** Begin Dataset extract **
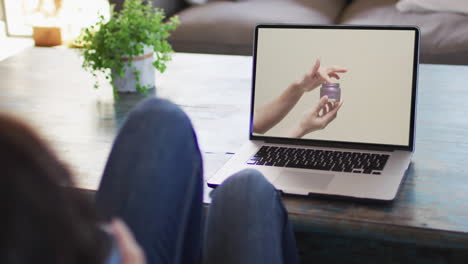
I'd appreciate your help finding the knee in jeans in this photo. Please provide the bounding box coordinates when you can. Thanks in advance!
[225,169,275,192]
[131,98,189,126]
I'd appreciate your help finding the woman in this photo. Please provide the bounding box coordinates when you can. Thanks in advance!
[0,99,297,264]
[253,59,348,138]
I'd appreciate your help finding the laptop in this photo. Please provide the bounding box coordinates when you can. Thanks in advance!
[207,25,419,201]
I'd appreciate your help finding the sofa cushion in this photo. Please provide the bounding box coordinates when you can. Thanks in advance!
[170,0,346,55]
[397,0,468,15]
[340,0,468,64]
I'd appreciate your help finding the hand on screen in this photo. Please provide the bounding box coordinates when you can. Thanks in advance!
[299,59,348,92]
[292,96,343,138]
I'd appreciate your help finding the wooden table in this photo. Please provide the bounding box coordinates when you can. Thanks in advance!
[0,48,468,263]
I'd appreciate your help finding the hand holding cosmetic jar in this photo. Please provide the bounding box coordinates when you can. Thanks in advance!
[320,83,341,102]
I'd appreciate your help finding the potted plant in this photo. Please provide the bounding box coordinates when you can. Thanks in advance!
[78,0,180,97]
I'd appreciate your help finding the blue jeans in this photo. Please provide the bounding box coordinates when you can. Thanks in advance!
[96,99,297,263]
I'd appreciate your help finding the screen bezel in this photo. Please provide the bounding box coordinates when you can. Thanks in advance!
[249,24,420,152]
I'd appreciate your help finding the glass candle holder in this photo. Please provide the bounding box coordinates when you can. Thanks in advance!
[320,83,341,102]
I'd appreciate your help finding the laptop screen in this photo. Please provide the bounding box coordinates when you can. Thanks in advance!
[250,25,419,150]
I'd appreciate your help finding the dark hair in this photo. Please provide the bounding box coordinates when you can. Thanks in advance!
[0,115,109,264]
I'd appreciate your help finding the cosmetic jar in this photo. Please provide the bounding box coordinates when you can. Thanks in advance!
[320,83,341,102]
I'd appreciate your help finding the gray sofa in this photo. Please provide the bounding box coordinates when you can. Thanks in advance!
[158,0,468,65]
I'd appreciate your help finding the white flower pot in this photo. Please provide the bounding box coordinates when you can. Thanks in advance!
[112,46,156,92]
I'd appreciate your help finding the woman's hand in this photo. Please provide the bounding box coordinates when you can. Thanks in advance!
[292,95,343,138]
[111,219,146,264]
[298,59,348,92]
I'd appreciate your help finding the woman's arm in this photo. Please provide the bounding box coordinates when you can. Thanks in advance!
[253,59,347,134]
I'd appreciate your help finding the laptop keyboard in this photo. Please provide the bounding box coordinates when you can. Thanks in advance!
[247,146,390,174]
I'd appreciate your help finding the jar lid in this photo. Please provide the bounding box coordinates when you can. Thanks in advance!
[322,83,340,88]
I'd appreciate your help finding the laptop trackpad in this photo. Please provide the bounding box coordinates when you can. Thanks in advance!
[274,170,334,194]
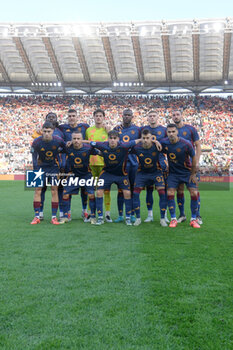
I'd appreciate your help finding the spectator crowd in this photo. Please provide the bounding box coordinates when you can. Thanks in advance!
[0,95,233,174]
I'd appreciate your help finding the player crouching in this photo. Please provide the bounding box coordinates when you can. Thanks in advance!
[31,122,65,225]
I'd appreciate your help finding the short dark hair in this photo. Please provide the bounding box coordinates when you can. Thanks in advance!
[71,130,83,138]
[167,123,178,130]
[68,108,77,114]
[108,130,120,137]
[142,128,151,135]
[42,122,54,129]
[93,108,105,117]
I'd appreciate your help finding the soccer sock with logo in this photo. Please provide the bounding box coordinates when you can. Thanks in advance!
[81,188,87,212]
[117,191,124,216]
[89,198,96,218]
[52,202,58,218]
[63,198,70,218]
[158,190,167,219]
[125,199,132,219]
[191,195,198,220]
[104,190,111,211]
[146,186,154,212]
[167,195,176,220]
[95,197,103,218]
[176,193,185,216]
[197,192,201,216]
[33,201,41,218]
[133,188,141,219]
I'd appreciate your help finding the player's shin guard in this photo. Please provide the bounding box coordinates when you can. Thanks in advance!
[176,193,185,216]
[81,188,87,211]
[197,192,201,216]
[89,198,96,218]
[146,186,154,211]
[33,201,41,218]
[95,197,103,218]
[40,186,47,212]
[167,196,176,219]
[133,188,141,219]
[158,190,167,219]
[104,190,111,211]
[125,199,132,219]
[63,198,70,219]
[191,195,198,220]
[117,191,124,216]
[52,202,58,218]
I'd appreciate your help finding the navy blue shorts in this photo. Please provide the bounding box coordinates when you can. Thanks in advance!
[134,171,165,188]
[98,171,130,190]
[63,172,95,195]
[167,174,197,188]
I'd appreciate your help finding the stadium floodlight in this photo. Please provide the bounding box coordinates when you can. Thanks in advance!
[214,23,222,33]
[140,27,147,36]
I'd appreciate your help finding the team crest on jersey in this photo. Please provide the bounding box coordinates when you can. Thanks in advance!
[108,153,116,160]
[144,158,152,164]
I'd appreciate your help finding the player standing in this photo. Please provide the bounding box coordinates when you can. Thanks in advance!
[161,124,200,228]
[31,122,65,225]
[172,109,203,225]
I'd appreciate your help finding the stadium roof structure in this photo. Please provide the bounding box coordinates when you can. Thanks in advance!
[0,18,233,94]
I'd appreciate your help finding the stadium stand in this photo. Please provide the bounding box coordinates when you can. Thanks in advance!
[0,95,233,174]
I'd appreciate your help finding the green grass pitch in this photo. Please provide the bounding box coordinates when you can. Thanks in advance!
[0,181,233,350]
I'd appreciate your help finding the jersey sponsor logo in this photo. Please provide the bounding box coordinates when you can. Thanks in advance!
[144,158,152,164]
[45,151,53,157]
[169,153,176,159]
[108,153,116,160]
[74,157,82,164]
[122,135,130,142]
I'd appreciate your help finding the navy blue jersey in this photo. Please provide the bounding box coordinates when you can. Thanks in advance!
[59,123,89,142]
[114,124,141,165]
[91,141,136,176]
[66,145,98,176]
[160,137,195,175]
[130,142,164,173]
[31,136,66,170]
[141,125,167,141]
[178,124,199,146]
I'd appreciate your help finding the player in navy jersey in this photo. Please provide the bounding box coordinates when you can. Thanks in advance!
[141,110,169,222]
[130,129,167,227]
[172,109,202,225]
[62,131,98,224]
[114,108,141,222]
[161,124,200,228]
[90,130,140,225]
[59,109,89,218]
[31,122,65,225]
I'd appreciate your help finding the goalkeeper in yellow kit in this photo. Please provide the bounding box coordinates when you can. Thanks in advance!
[86,109,112,222]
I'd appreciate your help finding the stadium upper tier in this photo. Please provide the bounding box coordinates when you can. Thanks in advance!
[0,18,233,93]
[0,96,233,174]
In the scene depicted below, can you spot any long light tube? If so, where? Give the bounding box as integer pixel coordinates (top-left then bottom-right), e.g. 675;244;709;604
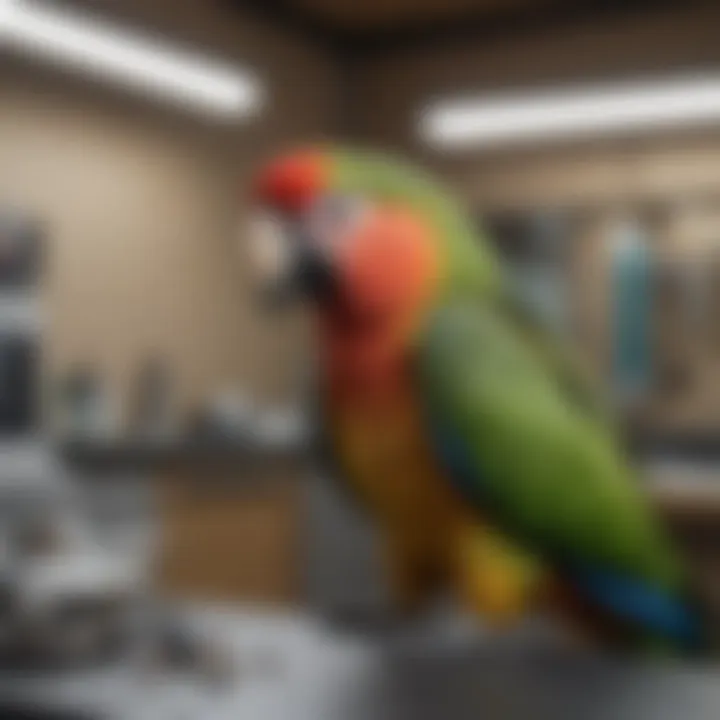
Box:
0;0;261;118
419;75;720;150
** End Dataset extract **
What is being asked: Copy the rows from the line with "I'd appreciate your help finding the sofa" through the line with "[340,0,468,64]", keeping the request line unchanged, and reduce every bounding box coordinate in the answers by 94.

Reply:
I'd appreciate your help finding the sofa cushion in this photo. Please provide the bounding box coordinates when you can. Thanks in advance!
[76,-94,252,-39]
[303,-94,374,-79]
[246,-94,374,-30]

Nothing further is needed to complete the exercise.